------ THE RECORDS
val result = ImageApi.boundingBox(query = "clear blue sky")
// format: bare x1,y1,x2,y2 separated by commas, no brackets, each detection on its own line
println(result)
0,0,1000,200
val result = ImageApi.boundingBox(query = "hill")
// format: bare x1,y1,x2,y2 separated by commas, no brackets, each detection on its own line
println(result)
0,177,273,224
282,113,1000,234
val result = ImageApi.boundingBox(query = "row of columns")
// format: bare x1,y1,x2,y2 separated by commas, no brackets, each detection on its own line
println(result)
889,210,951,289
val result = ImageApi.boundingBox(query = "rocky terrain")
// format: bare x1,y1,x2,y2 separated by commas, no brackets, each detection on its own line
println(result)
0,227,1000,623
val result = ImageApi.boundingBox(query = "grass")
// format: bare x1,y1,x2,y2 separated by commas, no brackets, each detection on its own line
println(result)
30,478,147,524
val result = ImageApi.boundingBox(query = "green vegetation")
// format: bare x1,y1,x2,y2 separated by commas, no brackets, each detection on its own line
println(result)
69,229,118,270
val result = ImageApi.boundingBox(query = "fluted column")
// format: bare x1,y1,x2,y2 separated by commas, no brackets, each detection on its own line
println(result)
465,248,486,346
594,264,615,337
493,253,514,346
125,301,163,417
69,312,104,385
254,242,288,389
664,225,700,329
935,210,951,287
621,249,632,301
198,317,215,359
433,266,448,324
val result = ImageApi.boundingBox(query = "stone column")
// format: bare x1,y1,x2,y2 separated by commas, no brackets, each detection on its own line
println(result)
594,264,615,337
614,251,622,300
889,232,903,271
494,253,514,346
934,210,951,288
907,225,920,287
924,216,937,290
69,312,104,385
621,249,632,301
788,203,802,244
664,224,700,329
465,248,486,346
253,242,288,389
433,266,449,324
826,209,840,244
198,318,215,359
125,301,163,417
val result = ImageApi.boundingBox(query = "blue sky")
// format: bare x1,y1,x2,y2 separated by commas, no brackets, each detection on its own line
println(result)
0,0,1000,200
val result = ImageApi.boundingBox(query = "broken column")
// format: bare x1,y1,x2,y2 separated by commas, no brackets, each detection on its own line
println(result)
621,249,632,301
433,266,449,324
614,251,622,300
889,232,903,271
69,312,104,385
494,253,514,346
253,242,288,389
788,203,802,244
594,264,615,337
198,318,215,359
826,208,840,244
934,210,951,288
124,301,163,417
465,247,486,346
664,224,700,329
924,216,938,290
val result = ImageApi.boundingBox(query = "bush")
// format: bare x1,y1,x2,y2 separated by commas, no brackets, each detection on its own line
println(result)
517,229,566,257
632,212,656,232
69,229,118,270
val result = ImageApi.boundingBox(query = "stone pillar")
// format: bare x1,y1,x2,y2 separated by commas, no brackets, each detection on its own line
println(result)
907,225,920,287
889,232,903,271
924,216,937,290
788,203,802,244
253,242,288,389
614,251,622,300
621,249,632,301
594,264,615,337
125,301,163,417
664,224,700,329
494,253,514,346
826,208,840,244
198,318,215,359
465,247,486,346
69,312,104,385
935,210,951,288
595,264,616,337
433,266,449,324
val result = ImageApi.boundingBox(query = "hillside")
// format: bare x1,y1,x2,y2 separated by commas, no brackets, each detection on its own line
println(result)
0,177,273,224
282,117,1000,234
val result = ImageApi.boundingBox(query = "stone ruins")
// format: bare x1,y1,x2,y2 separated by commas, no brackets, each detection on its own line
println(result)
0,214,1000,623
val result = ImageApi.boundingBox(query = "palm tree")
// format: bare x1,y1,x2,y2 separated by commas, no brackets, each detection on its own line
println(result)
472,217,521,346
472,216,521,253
------------
## PROBLEM STATEMENT
Report each line of the records above that contains the word "blue", copying every such line in full.

## SOLUTION FOR THIS EXERCISE
val result = ImageApi.boundingBox(query = "clear blue sky")
val result = ImageApi.boundingBox(query = "blue sky")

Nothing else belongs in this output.